And I was not going to race at Rausch another year.
Yep.
I wasn't going to do it.
I couldn't stand it because we ended up that our goal was to stay in the lead lap.
We're trying to stay in the lead lap.
Yeah.
And I'm not going to do that.
Sure.
I'm not going to do that.
And we're lying to ourselves.
If we, there's 30 of us in this meeting on Tuesday telling Jack and telling ourselves that next week's going to be better.
Mm-hmm.
And next week's going to be better.
And so I had to make a decision that I wanted to get out of my last year, my contract.
And I tried and tried and tried to get released from my last year so that I could go sign a contract.
I was close to driving the 31 car.
I was close to driving some of these other cars
and they kept telling me they're going to release me
telling me they're going to release me
and we'll bring sign at Phoenix
that was before Homestead
and they waited until the season was over
before they'd release me
and your opportunities were gone.
So all right so at the end of the contract
finally they release you, you're released you're free to go
at no point in the next couple of years did a cup opportunity or a truck or anything
what was what were you wanting to do so that so I wanted to drive for a team I felt like
I could win with and win a championship so my decision was I'm only going to go to a team
you can win with that I can win with all right so I got lots of phone calls for opportunities
to go drive, drive cars.
And Kyle wore my ass out to come and run the truck and run for a title.
Why didn't you?
Once I had about five or six weeks off or ten weeks off, I fell in love with having some
free time.
I've done this.
But damn, the truck series schedule is pretty.
I know.
So then finally, you know, we're sitting around a campfire at my place in the desert.
And he's like, are you going to run my truck?
Texas or not.
You and Kyle.
Yeah.
Doing a doom buggies.
And I'm like, all right, I'll do it.
You know?
And he's like, okay, that was in March.
And so then the spring Texas race, I went there and tested.
And then I went back and ran, I ran like 12, 14 laps.
Then I went back in that, you know, July or whatever it was and ran that truck race for him.

------------------------------------------------------------------------

▶ _Given task a_
Copy word for word the part of the racing transcript that opens with the words containing "If we, there's" and closes with "sign a contract.".
The racing transcript has no connection to the records.

Object pointing dataset rows:
------------------------------------------------------------------------

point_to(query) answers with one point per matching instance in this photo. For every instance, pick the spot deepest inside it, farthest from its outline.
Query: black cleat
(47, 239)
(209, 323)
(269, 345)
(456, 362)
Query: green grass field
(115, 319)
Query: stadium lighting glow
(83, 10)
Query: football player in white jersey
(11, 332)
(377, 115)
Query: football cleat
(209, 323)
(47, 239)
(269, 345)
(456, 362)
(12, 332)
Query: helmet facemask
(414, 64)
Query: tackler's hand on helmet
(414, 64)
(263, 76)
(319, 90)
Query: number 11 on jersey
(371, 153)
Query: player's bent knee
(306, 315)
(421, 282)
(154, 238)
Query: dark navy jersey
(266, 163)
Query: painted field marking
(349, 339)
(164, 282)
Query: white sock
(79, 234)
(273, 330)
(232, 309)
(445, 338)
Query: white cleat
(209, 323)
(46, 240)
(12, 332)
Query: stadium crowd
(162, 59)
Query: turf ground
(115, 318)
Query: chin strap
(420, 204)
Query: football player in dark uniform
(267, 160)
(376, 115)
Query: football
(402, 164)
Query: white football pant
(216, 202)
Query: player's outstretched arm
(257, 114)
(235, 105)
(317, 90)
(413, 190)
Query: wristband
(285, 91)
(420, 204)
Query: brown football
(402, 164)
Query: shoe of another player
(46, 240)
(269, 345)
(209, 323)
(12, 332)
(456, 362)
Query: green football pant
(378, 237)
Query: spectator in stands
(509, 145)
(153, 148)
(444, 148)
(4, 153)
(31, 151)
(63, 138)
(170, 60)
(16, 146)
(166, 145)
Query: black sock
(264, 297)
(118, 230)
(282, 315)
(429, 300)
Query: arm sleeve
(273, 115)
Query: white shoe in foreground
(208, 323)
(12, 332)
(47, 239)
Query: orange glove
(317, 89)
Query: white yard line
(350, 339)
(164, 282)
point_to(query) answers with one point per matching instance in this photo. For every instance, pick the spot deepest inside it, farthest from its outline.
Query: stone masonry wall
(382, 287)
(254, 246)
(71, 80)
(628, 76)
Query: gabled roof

------------------------------------------------------------------------

▶ _Given task b_
Quote every line of the object pointing dataset rows, from the first record to the last.

▶ _Expected output a_
If we, there's 30 of us in this meeting on Tuesday telling Jack and telling ourselves that next week's going to be better.
Mm-hmm.
And next week's going to be better.
And so I had to make a decision that I wanted to get out of my last year, my contract.
And I tried and tried and tried to get released from my last year so that I could go sign a contract.

▶ _Expected output b_
point_to(query) answers with one point per matching instance in this photo. For every instance, pick the spot deepest inside it, farthest from its outline.
Query: black cleat
(47, 239)
(209, 323)
(269, 345)
(456, 362)
Query: green grass field
(115, 319)
Query: stadium lighting glow
(83, 10)
Query: football player in white jersey
(11, 332)
(377, 115)
Query: football cleat
(209, 323)
(47, 239)
(269, 345)
(456, 362)
(12, 332)
Query: helmet facemask
(414, 64)
Query: tackler's hand on helmet
(414, 64)
(263, 76)
(319, 90)
Query: number 11 on jersey
(371, 153)
Query: player's bent knee
(306, 315)
(421, 282)
(154, 238)
Query: dark navy jersey
(266, 163)
Query: painted field marking
(349, 339)
(164, 282)
Query: white sock
(79, 234)
(273, 330)
(232, 309)
(445, 338)
Query: white cleat
(209, 323)
(46, 240)
(12, 332)
Query: stadium crowd
(162, 59)
Query: turf ground
(115, 318)
Query: chin strap
(420, 204)
Query: football player in dark uniform
(267, 160)
(376, 115)
Query: football
(402, 164)
Query: white football pant
(216, 202)
Query: player's outstretched arm
(257, 114)
(235, 105)
(317, 90)
(413, 190)
Query: wristband
(285, 91)
(420, 204)
Query: brown football
(402, 164)
Query: shoe of another player
(46, 240)
(269, 345)
(209, 323)
(12, 332)
(456, 362)
Query: green football pant
(378, 237)
Query: spectator in stands
(509, 145)
(153, 148)
(444, 148)
(4, 153)
(31, 151)
(63, 138)
(170, 60)
(16, 146)
(166, 145)
Query: black sock
(264, 297)
(118, 230)
(282, 315)
(429, 300)
Query: arm sleeve
(273, 115)
Query: white shoe in foreground
(208, 323)
(12, 332)
(47, 239)
Query: orange glove
(317, 89)
Query: white yard line
(350, 339)
(164, 282)
point_to(query) answers with one point per matching instance in this photo. For every instance, pick the spot deepest inside it, farthest from its outline.
Query: stone masonry wall
(382, 287)
(254, 246)
(71, 80)
(628, 76)
Query: gabled roof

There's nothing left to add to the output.